Brief » Find every line in the records below that contains the word "chrome", and copy each of those lines out in full.

Coordinate annotation records:

>>>

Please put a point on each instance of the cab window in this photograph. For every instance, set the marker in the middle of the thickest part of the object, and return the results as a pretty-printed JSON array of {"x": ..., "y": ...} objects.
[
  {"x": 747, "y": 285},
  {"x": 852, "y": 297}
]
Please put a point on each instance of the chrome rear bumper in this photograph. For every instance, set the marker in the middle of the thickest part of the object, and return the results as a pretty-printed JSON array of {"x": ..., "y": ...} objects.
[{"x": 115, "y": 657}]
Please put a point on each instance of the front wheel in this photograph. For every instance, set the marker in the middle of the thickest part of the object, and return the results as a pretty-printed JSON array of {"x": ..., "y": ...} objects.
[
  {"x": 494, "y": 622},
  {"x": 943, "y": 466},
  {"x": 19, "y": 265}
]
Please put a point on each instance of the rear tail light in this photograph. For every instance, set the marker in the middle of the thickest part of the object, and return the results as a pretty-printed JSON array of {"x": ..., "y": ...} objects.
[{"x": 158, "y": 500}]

<<<
>>>

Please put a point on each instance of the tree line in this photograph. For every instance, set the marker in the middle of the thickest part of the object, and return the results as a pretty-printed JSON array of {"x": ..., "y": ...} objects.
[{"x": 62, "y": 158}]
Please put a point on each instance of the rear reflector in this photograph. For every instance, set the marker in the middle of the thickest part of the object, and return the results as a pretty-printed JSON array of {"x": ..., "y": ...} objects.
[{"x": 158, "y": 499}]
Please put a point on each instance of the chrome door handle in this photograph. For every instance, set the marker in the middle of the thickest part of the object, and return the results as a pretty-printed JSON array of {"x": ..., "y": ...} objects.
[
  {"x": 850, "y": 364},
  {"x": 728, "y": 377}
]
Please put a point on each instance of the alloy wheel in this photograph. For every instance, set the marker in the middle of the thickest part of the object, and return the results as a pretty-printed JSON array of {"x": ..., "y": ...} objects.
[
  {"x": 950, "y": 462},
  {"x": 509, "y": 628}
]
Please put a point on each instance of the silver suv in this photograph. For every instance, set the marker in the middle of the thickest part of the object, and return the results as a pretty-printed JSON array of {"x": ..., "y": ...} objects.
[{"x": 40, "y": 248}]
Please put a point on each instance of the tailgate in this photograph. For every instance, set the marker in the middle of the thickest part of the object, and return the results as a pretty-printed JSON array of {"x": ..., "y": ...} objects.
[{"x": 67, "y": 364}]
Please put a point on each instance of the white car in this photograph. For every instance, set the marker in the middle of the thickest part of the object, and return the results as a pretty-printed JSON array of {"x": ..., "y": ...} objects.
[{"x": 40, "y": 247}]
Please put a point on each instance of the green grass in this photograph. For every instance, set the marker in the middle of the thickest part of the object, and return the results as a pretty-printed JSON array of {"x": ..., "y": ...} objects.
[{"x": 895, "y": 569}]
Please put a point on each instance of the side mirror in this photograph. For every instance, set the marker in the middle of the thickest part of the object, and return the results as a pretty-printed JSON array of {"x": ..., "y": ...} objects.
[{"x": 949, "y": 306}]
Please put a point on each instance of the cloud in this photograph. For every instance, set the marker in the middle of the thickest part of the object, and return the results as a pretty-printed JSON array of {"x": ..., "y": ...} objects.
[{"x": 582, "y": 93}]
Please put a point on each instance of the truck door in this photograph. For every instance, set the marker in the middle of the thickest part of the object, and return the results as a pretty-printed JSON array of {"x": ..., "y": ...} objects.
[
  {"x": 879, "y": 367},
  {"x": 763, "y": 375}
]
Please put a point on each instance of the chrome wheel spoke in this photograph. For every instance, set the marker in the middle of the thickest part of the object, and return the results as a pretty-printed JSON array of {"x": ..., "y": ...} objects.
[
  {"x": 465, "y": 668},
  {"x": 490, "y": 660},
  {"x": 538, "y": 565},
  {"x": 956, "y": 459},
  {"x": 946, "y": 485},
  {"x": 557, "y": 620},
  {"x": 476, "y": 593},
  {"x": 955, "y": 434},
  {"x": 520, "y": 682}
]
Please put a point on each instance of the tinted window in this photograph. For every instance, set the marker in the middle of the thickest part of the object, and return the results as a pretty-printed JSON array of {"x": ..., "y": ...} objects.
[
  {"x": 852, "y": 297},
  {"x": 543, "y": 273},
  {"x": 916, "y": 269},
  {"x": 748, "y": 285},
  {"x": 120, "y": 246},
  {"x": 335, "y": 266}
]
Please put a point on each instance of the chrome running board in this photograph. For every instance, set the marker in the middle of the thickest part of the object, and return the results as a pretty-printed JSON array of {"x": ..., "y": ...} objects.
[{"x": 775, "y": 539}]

<<<

Solved problem »
Please put a point on each instance of the chrome rear bumper in this photograph. For every instance, set the marker in the middle of the thickest part of the object, and return the results as a pretty-printed JSON array of {"x": ..., "y": ...} objects.
Please put a point on each instance of the chrome door handle in this photograph. For every instance, set the marker in the middle of the thickest part of the object, and return the results as a pretty-printed JSON array of {"x": ..., "y": ...} objects.
Please put a point on each instance of the chrome wheel spoke in this photograph. For every instance, set the marker in the middle of the thickest part of the object, and return the results as a pretty-printed JSON array of {"x": ..., "y": ...} objects.
Please put a point on each instance of the chrome running board in this photograph. For every instance, set the marker in the middle of the thickest part of the object, and return the results as a pretty-printed JSON array of {"x": ..., "y": ...} objects.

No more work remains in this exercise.